>> start Dataset excerpts

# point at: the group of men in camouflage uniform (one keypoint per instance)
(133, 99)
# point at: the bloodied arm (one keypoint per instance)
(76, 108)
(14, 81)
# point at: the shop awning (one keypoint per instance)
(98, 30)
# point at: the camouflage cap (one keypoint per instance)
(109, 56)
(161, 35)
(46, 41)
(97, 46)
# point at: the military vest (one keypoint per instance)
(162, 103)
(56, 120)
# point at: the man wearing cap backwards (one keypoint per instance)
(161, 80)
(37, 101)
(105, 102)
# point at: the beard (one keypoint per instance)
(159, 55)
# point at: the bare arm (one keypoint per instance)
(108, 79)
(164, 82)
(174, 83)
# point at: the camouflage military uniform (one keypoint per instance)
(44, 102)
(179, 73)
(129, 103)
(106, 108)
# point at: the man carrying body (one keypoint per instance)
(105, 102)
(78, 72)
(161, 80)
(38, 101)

>> end Dataset excerpts
>> start Dataset excerpts

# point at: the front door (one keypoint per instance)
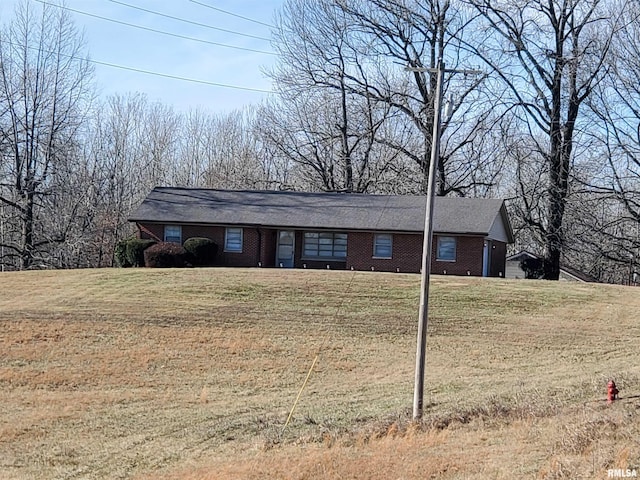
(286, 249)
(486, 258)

>> end Dataset excerpts
>> start Dataset excerpts

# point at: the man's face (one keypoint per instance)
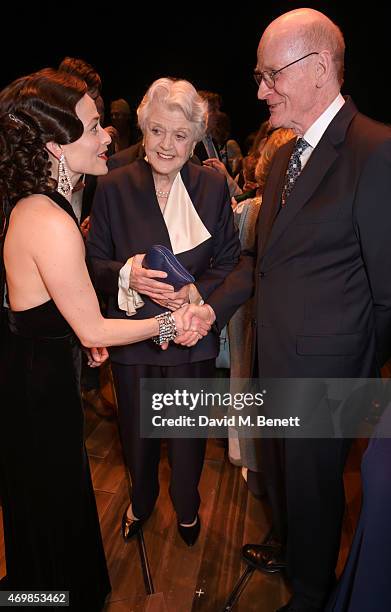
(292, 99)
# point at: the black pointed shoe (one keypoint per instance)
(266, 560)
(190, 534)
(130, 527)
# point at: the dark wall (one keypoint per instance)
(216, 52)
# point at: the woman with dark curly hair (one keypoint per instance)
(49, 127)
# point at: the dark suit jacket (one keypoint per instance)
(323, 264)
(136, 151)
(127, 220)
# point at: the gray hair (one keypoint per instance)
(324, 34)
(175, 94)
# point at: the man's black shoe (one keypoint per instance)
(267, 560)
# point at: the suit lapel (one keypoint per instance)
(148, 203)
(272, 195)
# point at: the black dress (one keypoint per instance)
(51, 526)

>> end Dataset excerpts

__Problem details__:
Find each line in the records above that contains the word "black", and copy every such line in full.

__Result of this exercise__:
# point at: the black pointed shoe (one keypoint per instance)
# point at: the man's black shoe (one keypoint per instance)
# point at: the black dress (one keypoint per instance)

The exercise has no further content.